**Work item:**
Scan the data beneath this task and copy each line that includes "paper".

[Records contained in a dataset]
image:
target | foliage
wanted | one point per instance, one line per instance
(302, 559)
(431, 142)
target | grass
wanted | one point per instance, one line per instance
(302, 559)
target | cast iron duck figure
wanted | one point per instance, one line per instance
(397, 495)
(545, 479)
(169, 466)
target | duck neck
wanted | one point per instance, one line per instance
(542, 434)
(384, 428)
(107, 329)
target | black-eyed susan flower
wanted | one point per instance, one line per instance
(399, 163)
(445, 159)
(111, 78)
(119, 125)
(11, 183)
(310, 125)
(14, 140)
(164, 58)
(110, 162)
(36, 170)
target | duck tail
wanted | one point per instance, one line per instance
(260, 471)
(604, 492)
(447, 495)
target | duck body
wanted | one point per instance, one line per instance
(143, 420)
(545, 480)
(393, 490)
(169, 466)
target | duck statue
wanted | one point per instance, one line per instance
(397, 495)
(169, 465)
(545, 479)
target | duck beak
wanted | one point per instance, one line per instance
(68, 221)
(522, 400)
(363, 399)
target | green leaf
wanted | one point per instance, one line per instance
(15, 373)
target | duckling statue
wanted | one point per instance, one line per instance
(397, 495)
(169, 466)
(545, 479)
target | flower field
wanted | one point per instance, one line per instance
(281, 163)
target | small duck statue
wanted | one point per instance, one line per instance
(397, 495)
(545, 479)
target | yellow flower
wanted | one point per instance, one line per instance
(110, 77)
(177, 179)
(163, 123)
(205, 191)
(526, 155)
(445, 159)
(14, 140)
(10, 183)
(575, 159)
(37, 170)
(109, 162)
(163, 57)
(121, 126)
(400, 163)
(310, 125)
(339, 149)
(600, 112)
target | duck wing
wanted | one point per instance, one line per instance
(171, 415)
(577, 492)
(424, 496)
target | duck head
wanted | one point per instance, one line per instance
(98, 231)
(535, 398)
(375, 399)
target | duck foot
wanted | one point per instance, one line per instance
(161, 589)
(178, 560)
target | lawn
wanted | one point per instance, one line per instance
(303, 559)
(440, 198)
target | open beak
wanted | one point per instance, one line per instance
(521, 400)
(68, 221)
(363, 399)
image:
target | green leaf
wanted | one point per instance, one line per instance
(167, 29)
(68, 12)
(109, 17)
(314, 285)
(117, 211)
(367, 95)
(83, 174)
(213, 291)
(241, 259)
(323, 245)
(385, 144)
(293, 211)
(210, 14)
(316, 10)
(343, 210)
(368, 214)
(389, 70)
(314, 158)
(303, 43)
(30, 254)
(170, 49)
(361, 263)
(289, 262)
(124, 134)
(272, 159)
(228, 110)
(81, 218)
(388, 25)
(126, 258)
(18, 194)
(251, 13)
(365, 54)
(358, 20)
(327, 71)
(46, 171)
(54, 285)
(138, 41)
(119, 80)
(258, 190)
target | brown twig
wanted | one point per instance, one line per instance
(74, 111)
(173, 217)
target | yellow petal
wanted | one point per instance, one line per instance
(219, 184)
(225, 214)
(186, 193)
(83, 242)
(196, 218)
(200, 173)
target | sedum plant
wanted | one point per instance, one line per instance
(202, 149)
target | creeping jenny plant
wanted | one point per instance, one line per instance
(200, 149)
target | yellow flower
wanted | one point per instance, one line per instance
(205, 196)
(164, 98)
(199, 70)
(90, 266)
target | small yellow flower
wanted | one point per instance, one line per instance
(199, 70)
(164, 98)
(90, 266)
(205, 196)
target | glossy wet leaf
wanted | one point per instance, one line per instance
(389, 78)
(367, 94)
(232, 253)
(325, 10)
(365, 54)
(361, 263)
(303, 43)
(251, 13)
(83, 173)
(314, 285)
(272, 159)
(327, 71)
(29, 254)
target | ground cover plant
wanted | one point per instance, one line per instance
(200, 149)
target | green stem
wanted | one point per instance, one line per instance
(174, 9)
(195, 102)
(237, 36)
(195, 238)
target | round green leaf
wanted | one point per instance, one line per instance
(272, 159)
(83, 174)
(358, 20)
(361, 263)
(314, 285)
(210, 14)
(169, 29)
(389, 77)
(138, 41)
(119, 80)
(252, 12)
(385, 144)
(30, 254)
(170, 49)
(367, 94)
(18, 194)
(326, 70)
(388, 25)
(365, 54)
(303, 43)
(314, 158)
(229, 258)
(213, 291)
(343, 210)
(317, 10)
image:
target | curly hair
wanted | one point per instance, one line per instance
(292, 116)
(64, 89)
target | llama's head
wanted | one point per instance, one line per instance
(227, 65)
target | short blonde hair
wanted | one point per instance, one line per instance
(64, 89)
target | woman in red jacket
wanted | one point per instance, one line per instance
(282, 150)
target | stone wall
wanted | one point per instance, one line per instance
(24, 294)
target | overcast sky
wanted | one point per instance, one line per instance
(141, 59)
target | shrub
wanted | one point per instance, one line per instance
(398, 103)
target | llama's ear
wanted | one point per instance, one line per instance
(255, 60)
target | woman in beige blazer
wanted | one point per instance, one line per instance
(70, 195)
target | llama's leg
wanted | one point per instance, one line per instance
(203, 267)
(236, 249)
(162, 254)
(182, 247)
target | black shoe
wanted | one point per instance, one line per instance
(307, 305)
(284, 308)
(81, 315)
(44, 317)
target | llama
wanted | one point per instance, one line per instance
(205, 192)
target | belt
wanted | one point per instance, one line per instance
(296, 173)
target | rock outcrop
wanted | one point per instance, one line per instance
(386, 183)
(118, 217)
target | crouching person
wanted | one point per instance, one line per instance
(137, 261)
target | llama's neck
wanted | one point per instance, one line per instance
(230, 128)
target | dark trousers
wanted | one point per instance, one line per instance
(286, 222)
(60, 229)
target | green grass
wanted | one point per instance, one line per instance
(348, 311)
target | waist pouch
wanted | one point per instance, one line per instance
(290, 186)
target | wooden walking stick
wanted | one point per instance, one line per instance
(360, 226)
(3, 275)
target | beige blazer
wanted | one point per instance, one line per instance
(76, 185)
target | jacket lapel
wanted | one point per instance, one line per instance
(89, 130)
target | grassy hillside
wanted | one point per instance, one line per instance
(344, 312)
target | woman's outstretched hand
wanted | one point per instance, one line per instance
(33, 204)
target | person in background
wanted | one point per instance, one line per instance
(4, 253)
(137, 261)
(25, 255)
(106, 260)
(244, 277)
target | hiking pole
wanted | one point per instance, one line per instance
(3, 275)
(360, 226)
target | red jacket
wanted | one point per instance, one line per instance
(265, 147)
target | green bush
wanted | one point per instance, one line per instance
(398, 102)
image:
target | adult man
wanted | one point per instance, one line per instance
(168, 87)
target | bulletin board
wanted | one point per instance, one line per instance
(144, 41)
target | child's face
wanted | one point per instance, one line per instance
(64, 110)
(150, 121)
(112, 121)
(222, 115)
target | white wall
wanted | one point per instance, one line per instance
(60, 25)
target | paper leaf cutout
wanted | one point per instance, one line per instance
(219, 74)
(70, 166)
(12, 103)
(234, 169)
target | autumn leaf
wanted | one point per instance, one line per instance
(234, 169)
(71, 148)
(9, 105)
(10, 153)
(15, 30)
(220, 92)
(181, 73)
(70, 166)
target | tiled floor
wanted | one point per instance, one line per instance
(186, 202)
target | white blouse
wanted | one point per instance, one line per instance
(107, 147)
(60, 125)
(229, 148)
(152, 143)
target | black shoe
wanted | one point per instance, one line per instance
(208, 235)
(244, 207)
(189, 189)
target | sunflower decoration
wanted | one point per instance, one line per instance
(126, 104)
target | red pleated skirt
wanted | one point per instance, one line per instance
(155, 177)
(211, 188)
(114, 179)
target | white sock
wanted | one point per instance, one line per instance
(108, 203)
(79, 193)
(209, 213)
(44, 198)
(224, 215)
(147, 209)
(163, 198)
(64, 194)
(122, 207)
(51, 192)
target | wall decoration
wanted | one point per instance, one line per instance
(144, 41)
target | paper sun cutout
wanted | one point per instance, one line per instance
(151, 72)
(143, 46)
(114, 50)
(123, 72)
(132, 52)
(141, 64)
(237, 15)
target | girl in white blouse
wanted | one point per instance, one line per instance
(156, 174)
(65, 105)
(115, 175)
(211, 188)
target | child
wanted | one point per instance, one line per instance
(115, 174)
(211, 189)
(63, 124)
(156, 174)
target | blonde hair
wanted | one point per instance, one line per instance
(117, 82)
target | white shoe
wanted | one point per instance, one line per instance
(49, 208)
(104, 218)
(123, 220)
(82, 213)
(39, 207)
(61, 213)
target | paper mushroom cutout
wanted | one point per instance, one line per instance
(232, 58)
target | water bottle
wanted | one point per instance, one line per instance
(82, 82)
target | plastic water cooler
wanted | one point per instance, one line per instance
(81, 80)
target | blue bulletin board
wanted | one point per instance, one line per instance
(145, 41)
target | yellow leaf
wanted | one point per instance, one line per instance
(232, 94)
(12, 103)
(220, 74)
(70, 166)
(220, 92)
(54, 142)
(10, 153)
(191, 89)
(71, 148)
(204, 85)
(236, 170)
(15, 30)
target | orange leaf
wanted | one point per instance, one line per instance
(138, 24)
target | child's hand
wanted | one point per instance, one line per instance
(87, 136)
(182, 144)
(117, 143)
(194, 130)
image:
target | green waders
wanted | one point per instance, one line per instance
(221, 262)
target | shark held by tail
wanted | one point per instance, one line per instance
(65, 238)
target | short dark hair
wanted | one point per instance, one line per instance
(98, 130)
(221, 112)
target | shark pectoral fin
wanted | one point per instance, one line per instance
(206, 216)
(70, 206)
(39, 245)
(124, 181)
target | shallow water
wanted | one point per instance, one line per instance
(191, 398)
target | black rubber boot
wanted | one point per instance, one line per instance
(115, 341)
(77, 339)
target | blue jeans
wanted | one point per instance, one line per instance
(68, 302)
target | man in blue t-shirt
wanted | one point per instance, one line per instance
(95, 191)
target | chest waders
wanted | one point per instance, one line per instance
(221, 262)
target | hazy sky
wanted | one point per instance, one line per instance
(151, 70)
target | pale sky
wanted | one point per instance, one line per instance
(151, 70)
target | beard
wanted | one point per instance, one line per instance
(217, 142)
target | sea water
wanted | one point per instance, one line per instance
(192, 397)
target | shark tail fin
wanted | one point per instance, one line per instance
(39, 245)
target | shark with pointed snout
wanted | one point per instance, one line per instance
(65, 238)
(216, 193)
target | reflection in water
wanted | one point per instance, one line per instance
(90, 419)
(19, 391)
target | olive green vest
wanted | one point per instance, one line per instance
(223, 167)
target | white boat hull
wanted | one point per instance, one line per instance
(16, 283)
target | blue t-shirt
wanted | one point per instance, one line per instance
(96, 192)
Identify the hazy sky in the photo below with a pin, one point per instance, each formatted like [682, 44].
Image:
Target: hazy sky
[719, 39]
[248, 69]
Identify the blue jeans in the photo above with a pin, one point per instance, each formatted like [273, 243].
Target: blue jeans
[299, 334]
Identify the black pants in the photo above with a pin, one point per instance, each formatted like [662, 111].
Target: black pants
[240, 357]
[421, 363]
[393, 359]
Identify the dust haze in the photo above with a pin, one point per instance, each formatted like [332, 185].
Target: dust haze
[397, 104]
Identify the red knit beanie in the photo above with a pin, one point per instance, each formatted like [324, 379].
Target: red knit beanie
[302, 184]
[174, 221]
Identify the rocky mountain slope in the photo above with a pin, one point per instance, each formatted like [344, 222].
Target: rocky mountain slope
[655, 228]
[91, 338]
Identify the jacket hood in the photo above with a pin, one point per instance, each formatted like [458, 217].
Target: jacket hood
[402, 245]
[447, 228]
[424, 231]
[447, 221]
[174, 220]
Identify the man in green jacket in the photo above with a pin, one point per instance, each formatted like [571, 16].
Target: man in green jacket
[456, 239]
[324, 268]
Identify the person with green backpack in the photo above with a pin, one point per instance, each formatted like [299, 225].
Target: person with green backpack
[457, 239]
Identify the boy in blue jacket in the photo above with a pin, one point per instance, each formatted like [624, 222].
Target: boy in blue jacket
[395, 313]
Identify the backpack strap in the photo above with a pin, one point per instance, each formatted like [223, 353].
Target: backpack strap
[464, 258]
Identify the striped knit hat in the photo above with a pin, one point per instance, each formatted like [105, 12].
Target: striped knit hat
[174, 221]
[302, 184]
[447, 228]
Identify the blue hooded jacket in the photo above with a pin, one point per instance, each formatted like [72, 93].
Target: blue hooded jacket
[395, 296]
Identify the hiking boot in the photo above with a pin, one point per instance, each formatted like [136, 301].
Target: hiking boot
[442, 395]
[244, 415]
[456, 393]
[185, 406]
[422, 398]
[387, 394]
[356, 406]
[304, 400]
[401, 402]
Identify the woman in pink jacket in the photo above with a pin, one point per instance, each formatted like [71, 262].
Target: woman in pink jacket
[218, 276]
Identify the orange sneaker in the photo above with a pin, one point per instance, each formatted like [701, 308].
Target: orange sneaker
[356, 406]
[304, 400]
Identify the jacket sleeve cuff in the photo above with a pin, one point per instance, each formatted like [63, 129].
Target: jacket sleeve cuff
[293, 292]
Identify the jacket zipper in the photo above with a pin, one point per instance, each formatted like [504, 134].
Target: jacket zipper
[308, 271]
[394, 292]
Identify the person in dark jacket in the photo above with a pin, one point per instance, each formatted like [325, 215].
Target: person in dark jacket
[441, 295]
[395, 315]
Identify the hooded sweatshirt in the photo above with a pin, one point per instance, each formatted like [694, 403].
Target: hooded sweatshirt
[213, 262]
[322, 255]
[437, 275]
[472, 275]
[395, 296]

**Expected answer:**
target | paper leaf cutout
target | paper sun cutout
target | paper mushroom cutout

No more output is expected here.